• _Requirement_
Select every line of the data below that contains the string "points", treating uppercase and lowercase as different.
== Raw records
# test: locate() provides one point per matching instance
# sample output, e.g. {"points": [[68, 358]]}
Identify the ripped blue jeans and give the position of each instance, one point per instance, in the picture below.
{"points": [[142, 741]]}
====
== Raw records
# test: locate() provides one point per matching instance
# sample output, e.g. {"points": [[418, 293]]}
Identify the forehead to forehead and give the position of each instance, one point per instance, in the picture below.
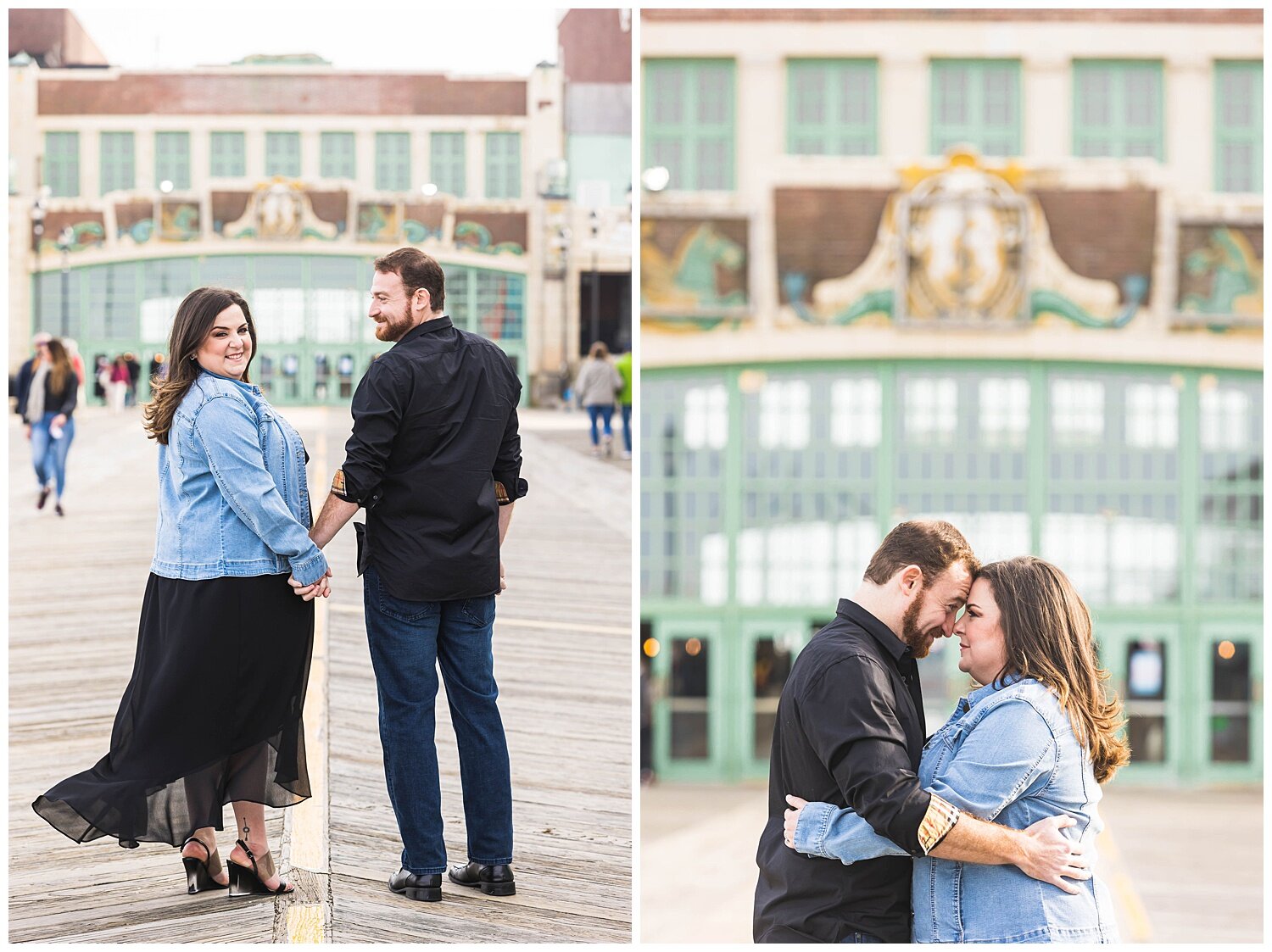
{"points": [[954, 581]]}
====
• _Answer to the task_
# sample output, e.g. {"points": [[68, 358]]}
{"points": [[142, 741]]}
# sample output, e.g. {"points": [[418, 293]]}
{"points": [[954, 581]]}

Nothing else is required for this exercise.